• _GIVEN INSTRUCTION_:
In the material below, starting with the line containing "cord, giving x and y for each instance?" and going on through the end of the material, replace "teal" with "turquoise" and give those lines again with everything else unchanged. Leave the pictures out of your answer.

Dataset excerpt
────────────────

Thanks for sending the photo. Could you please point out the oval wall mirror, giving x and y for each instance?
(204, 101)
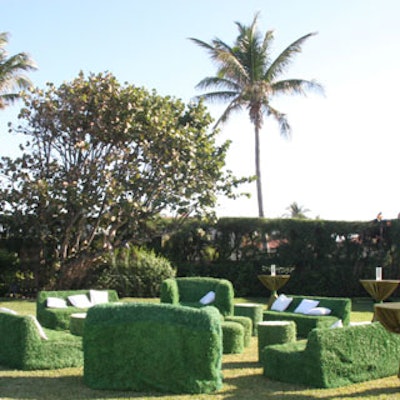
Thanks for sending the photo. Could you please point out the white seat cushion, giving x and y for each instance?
(281, 303)
(98, 296)
(306, 305)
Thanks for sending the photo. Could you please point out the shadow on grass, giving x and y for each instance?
(257, 387)
(69, 387)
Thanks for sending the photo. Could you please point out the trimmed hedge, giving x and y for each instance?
(21, 346)
(59, 318)
(144, 346)
(188, 291)
(335, 357)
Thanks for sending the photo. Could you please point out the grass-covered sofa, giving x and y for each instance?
(189, 291)
(22, 347)
(335, 357)
(340, 310)
(160, 347)
(59, 318)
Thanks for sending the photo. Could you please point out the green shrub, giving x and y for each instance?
(135, 271)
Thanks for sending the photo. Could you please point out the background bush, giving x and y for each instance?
(135, 271)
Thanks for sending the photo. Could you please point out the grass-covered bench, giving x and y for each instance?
(145, 346)
(22, 347)
(335, 357)
(340, 310)
(59, 318)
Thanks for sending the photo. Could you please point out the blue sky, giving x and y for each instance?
(343, 159)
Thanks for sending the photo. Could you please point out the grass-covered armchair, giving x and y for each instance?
(145, 346)
(189, 292)
(59, 318)
(22, 347)
(335, 357)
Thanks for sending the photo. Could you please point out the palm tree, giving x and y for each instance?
(11, 69)
(248, 78)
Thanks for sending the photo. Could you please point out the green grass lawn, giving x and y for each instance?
(243, 377)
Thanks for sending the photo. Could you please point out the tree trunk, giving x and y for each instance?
(258, 172)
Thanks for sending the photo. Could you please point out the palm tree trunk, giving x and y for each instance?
(258, 172)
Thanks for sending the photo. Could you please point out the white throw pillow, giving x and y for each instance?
(208, 298)
(56, 302)
(8, 310)
(39, 328)
(319, 311)
(305, 306)
(98, 296)
(79, 301)
(337, 324)
(281, 303)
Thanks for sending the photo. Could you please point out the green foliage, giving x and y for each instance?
(101, 162)
(324, 258)
(157, 347)
(22, 348)
(12, 73)
(335, 357)
(135, 271)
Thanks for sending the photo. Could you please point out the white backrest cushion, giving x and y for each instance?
(56, 302)
(98, 296)
(208, 298)
(79, 301)
(319, 311)
(281, 303)
(306, 305)
(337, 324)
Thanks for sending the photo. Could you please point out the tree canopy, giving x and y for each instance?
(102, 160)
(249, 78)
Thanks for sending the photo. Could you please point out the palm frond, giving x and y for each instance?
(284, 59)
(297, 86)
(284, 126)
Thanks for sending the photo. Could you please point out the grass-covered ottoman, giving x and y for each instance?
(153, 347)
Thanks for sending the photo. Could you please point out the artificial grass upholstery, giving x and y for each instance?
(144, 346)
(21, 346)
(340, 306)
(188, 291)
(59, 318)
(335, 357)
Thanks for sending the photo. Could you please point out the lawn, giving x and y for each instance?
(243, 377)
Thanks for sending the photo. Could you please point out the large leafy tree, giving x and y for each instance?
(248, 77)
(102, 161)
(12, 70)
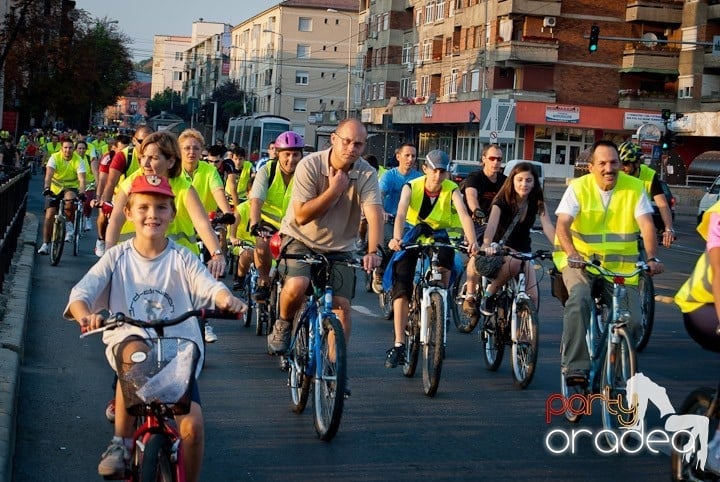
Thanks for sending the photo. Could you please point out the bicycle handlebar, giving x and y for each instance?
(118, 319)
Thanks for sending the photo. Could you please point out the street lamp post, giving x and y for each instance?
(347, 95)
(278, 64)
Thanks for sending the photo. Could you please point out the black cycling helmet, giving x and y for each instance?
(629, 152)
(289, 141)
(437, 159)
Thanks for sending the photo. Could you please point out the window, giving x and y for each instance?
(305, 24)
(302, 78)
(303, 51)
(299, 105)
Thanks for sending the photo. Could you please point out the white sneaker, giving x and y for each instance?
(210, 336)
(99, 248)
(69, 231)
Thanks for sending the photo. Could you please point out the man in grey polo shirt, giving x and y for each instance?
(330, 189)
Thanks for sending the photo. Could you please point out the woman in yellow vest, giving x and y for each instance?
(160, 155)
(434, 201)
(520, 196)
(701, 312)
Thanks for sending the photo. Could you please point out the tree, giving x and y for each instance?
(65, 69)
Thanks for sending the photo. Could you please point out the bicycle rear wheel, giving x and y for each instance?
(298, 377)
(412, 341)
(697, 403)
(57, 242)
(330, 378)
(646, 290)
(525, 348)
(156, 465)
(618, 367)
(434, 348)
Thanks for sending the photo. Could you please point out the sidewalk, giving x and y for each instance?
(13, 315)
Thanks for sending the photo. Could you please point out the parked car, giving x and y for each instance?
(459, 170)
(537, 167)
(657, 219)
(709, 198)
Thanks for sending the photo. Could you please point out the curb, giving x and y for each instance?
(12, 337)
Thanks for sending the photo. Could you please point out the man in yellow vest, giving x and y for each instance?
(269, 199)
(599, 217)
(64, 179)
(631, 157)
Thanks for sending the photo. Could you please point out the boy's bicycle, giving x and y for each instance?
(427, 317)
(514, 322)
(57, 238)
(317, 351)
(612, 356)
(156, 376)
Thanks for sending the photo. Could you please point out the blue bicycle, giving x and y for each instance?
(317, 351)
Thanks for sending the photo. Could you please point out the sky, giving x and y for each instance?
(141, 20)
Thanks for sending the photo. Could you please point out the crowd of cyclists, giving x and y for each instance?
(317, 203)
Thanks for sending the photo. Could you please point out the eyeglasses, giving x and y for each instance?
(349, 142)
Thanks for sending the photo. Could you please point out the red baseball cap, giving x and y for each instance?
(151, 184)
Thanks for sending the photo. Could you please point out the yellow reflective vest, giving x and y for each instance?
(697, 290)
(608, 234)
(443, 214)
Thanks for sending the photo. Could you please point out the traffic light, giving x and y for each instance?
(594, 37)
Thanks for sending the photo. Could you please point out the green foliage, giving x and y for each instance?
(64, 69)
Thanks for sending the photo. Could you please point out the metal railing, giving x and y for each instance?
(13, 204)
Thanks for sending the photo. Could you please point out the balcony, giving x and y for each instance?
(530, 49)
(550, 8)
(640, 99)
(665, 11)
(658, 59)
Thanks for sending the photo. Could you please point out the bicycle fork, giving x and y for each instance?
(424, 312)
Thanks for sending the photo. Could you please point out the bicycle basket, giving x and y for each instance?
(156, 371)
(557, 286)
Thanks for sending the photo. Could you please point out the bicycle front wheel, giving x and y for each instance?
(525, 348)
(330, 378)
(299, 378)
(434, 348)
(57, 242)
(618, 367)
(685, 466)
(156, 465)
(463, 322)
(646, 290)
(78, 224)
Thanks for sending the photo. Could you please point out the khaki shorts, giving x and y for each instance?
(342, 277)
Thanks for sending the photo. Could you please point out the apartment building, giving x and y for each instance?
(298, 60)
(519, 73)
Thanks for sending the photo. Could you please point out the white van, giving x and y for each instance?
(537, 167)
(709, 198)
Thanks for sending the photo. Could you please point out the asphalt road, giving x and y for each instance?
(478, 427)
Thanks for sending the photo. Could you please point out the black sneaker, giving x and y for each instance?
(395, 356)
(262, 294)
(487, 305)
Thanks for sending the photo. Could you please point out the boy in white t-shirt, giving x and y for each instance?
(149, 277)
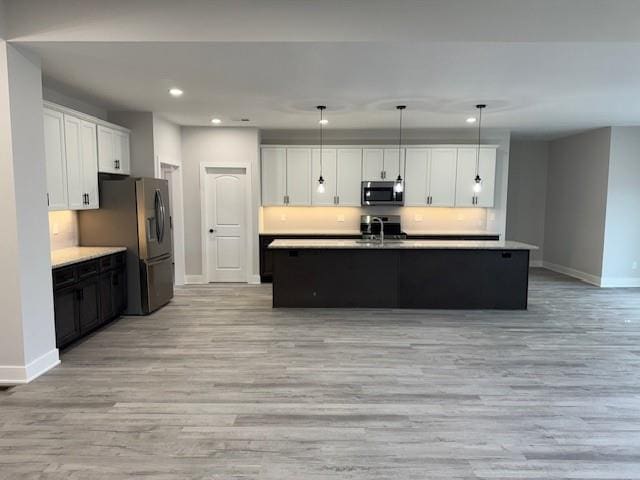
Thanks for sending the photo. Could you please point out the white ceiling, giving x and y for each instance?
(536, 88)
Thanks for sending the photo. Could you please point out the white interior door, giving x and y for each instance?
(226, 228)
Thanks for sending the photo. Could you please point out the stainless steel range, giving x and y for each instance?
(370, 227)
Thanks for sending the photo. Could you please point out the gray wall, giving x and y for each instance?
(622, 226)
(576, 202)
(209, 144)
(528, 163)
(142, 143)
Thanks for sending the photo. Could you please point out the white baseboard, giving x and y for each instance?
(585, 277)
(16, 375)
(194, 280)
(620, 282)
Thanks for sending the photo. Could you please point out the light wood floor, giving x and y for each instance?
(219, 386)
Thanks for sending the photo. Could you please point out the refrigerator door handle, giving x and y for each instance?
(158, 211)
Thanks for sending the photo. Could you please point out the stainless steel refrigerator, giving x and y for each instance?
(134, 212)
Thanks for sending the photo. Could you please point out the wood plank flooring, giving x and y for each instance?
(217, 385)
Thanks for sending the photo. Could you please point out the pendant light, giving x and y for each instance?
(399, 186)
(322, 122)
(477, 187)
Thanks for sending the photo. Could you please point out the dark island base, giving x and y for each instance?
(403, 278)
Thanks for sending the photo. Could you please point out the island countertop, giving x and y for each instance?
(400, 244)
(71, 255)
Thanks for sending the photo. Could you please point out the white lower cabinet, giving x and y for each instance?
(56, 160)
(349, 176)
(82, 163)
(113, 151)
(466, 173)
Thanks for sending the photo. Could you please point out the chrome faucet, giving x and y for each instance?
(378, 219)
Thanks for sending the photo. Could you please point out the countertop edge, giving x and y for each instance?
(79, 257)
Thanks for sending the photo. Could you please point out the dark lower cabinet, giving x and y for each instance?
(88, 295)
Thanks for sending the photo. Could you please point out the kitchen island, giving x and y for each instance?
(490, 274)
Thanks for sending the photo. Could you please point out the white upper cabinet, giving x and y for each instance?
(113, 151)
(416, 191)
(298, 176)
(349, 176)
(391, 166)
(82, 163)
(466, 173)
(441, 178)
(329, 173)
(372, 164)
(274, 174)
(56, 162)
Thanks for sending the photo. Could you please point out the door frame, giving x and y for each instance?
(249, 243)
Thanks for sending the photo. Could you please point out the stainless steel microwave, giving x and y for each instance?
(381, 193)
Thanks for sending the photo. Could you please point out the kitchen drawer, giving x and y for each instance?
(64, 277)
(87, 269)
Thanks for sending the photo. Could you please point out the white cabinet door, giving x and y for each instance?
(349, 168)
(89, 145)
(274, 168)
(441, 180)
(466, 173)
(328, 173)
(415, 184)
(106, 153)
(122, 152)
(73, 147)
(55, 158)
(298, 176)
(372, 164)
(82, 163)
(391, 165)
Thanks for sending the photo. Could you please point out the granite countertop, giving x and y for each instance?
(403, 244)
(71, 255)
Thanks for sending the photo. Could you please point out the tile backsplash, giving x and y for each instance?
(63, 229)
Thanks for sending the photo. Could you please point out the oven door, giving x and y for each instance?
(380, 193)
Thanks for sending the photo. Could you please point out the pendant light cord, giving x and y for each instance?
(480, 107)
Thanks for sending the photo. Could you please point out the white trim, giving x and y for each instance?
(194, 279)
(620, 282)
(16, 375)
(250, 244)
(84, 116)
(585, 277)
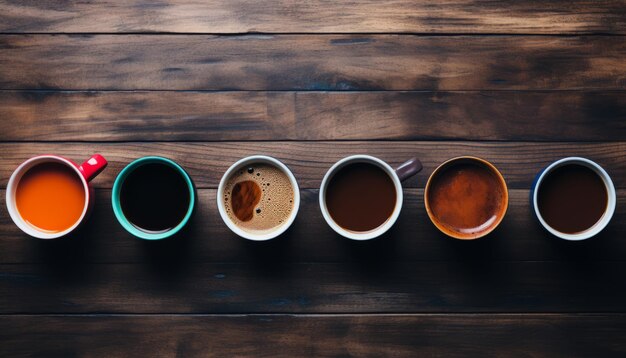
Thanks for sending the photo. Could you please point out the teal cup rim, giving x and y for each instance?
(117, 208)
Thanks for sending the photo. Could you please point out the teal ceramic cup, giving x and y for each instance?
(116, 199)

────────────────

• _THE COMPLETED TASK_:
Thanks for sending the photo. Could you please point out the pendant light cord, giving x and y for each instance?
(480, 107)
Thanks for sending the photo. Could you please point out the white trim, giving x and y for each instance?
(194, 279)
(620, 282)
(16, 375)
(250, 244)
(84, 116)
(585, 277)
Thanks for sending the photo. Could you please point out the turquoise cup rim, giving x and y for each instance?
(117, 208)
Thanks for sending the photo. Could you please point out the turquoise ceramic cup, giving x and y for each instance?
(116, 199)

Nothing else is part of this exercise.